:: Document passage
Higher NICs make NICs relief on employer pension contributions more valuable …

Salary that an employee contributes to a pension is subject to both employer and employee NICs, but employer pension contributions are not NIC-able. The immediate consequence of either raising NICs or supplementing them with a new levy is to make it more attractive for employees to exchange NIC-able salary for NIC-free pension contributions, especially salary that was destined for their pension pot anyway. It will also increase the savings generated by salary sacrifice arrangements.

The Government’s policy paper says: “existing NIC reliefs to support employers will apply to the levy”. From the context, this statement refers to other NIC reliefs, but the expectation must be that employer pension contributions will be exempt from the Health and Social Care Levy: withholding relief from the top-up charge while retaining it more generally would involve all of the complexity of ending NICs relief for a fraction of the revenue.

The tables illustrate the increased gains from this exchange where an employee would otherwise pay a 5% pension contribution that is matched by the employer.
::::
:: Provided records
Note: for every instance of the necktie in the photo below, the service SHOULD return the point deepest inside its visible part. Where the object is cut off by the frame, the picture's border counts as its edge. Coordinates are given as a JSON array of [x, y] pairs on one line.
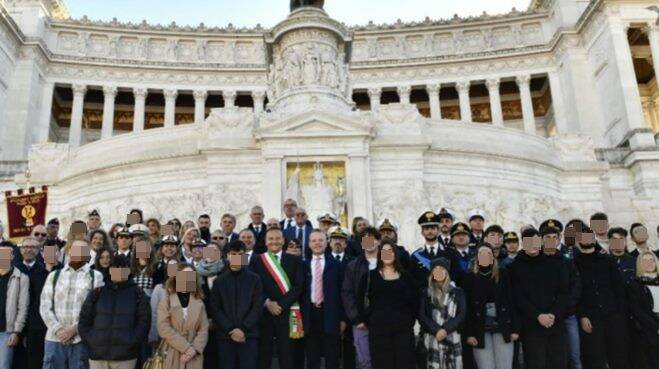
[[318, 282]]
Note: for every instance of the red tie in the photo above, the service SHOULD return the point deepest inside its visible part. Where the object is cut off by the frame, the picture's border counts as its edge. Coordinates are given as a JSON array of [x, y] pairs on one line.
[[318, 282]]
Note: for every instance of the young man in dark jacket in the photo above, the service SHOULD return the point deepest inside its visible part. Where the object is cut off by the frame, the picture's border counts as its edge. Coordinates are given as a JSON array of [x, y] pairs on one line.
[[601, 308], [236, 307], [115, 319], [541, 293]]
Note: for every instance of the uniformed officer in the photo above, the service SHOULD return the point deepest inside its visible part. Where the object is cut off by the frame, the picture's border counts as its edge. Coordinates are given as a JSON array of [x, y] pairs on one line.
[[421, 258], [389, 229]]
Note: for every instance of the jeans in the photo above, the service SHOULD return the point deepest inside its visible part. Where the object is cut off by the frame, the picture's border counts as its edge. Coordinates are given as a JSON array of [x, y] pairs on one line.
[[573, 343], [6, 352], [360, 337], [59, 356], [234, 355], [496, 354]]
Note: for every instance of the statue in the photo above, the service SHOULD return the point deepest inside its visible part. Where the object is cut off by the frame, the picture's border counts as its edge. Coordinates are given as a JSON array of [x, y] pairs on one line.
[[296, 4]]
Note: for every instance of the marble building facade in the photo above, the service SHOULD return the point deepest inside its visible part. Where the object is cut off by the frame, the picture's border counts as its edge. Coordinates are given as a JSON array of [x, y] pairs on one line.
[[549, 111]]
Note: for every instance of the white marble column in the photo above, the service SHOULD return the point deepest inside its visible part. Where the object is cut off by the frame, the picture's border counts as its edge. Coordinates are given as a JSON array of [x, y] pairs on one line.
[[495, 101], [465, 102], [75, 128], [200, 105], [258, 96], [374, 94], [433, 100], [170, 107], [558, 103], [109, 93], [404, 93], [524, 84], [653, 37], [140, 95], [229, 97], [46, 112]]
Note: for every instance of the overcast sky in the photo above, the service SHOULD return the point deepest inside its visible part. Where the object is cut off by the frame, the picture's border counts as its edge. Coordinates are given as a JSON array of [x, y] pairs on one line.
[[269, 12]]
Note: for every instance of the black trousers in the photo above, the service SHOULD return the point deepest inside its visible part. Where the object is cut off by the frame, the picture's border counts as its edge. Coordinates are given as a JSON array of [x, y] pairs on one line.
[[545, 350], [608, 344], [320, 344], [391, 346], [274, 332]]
::::
:: Provided records
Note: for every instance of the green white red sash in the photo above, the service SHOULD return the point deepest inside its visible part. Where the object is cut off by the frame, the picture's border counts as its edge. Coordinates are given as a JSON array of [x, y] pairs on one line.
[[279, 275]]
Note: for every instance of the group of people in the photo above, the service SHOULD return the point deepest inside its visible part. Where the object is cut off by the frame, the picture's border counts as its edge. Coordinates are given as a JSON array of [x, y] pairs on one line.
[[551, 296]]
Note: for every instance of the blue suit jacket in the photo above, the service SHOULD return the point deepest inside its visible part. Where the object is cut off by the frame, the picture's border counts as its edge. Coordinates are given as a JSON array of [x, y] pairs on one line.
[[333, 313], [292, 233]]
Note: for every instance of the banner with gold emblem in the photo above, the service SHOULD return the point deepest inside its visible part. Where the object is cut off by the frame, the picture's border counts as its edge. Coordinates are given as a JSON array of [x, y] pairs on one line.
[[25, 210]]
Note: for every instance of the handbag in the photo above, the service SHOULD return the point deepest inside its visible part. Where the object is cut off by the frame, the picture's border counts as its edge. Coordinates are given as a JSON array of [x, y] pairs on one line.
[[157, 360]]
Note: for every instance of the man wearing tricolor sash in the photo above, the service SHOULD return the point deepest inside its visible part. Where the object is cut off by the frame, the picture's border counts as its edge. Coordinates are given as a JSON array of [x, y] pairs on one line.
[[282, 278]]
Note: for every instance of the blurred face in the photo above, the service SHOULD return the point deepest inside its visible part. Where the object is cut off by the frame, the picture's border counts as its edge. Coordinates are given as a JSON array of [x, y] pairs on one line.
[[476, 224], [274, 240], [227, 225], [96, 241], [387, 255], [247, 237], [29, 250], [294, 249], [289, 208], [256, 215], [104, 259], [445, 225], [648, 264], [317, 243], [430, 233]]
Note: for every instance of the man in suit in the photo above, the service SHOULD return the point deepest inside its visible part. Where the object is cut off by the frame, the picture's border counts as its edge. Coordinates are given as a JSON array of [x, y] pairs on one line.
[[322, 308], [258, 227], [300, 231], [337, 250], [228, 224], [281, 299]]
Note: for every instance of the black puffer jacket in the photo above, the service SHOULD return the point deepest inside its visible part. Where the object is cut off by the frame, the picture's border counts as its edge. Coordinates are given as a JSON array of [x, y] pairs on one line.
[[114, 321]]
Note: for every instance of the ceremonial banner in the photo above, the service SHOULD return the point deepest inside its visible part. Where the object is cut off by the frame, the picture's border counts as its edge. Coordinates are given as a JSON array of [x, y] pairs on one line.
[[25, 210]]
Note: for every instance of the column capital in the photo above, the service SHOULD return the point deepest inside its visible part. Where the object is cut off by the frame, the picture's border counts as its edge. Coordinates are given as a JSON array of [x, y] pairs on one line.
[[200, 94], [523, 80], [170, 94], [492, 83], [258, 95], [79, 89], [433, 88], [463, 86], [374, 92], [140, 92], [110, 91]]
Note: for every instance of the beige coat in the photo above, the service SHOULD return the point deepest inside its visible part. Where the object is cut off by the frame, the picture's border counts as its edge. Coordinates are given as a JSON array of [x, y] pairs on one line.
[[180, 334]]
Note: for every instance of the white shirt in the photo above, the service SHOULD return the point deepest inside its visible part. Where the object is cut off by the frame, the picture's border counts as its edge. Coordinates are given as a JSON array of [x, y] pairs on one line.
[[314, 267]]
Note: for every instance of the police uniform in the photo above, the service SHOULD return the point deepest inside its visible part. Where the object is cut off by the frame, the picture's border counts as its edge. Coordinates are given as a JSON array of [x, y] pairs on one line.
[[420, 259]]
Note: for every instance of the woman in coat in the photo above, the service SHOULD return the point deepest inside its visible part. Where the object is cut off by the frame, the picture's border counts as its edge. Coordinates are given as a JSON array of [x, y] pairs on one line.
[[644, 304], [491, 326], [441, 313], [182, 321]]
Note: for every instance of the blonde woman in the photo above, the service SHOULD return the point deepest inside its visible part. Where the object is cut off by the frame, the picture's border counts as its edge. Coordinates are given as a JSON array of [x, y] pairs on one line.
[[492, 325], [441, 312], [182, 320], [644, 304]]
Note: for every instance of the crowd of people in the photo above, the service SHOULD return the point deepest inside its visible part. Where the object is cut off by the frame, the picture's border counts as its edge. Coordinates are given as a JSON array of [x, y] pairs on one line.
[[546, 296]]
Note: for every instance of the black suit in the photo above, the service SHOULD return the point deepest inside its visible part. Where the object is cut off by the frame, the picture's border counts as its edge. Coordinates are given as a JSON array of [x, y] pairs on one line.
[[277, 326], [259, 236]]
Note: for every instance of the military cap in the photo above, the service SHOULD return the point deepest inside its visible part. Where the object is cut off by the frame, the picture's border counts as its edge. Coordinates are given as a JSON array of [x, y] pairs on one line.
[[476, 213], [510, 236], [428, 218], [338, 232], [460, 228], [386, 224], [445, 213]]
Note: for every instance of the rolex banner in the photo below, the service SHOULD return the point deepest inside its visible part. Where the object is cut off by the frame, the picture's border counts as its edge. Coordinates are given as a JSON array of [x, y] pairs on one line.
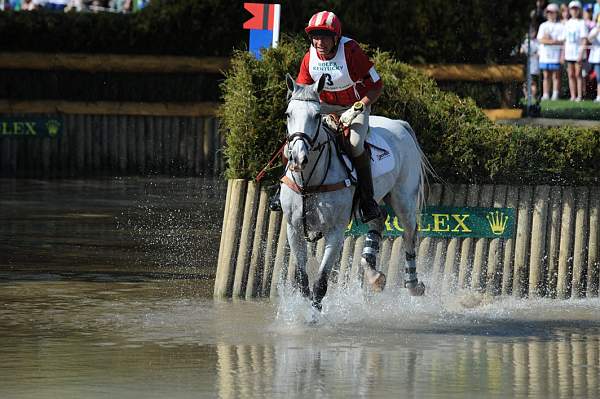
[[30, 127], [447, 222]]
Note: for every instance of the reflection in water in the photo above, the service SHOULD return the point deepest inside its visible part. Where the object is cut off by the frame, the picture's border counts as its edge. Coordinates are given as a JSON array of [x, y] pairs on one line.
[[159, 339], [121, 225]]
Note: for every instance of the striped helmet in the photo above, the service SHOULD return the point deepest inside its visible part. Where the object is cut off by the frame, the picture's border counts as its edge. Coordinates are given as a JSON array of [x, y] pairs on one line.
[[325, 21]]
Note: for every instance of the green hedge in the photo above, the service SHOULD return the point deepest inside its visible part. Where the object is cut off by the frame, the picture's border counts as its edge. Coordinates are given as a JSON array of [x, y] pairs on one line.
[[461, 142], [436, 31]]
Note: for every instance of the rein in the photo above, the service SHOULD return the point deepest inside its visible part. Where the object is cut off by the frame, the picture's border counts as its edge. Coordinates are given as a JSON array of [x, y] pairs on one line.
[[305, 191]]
::::
◆ Problems to work on
**A.** Please repeat the NICs passage word for word, starting at "The Government’s policy" and ending at "of the revenue.".
**B.** Carry on the NICs passage from its last sentence.

◆ Answers below
**A.**
The Government’s policy paper says: “existing NIC reliefs to support employers will apply to the levy”. From the context, this statement refers to other NIC reliefs, but the expectation must be that employer pension contributions will be exempt from the Health and Social Care Levy: withholding relief from the top-up charge while retaining it more generally would involve all of the complexity of ending NICs relief for a fraction of the revenue.

**B.**
For both current NIC rates and the higher rates applying from April 2022, they show how shifting the design to a 10% employer contribution on the same reference salary can increase the employee’s take-home pay and the amount going into their pension pot, whilst also reducing the employer’s costs. In this example the employer passes half of their NICs (or NICs plus a Health and Social Care Levy) saving to the employee in the form of a higher pension contribution.

Table 1: £30K reference salary, 5% + 5% pension contribution

   Current NIC rates  With extra 1.25% on employer and employee NICs 
No salary sacrifice With salary sacrifice Difference  No salary sacrifice With salary sacrifice Difference
Take-home pay £22,862.16 £23,042.16 £180.00 £22,606.76 £22,805.51 £198.75
Total pension contribution £3,000.00 £3,103.50 £103.50 £3,000.00 £3,112.88 £112.88
Total cost to employer
(salary + employer NIC + pension contribution)
£34,420.08 £34,316.58 -£103.50 £34,684.58 £34,571.71 -£112.88

Table 2: £60K reference salary, 5% + 5% pension contribution

   Current NIC rates  With extra 1.25% on employer and employee NICs 
No salary sacrifice With salary sacrifice Difference  No salary sacrifice With salary sacrifice Difference
Take-home pay £41,689.16 £41,749.16 £60.00 £41,058.76 £41,156.26 £97.50
Total pension contribution £6,000.00 £6,207.00 £207.00 £6,000.00 £6,222.75 £222.75
Total cost to employer
(salary + employer NIC + pension contribution)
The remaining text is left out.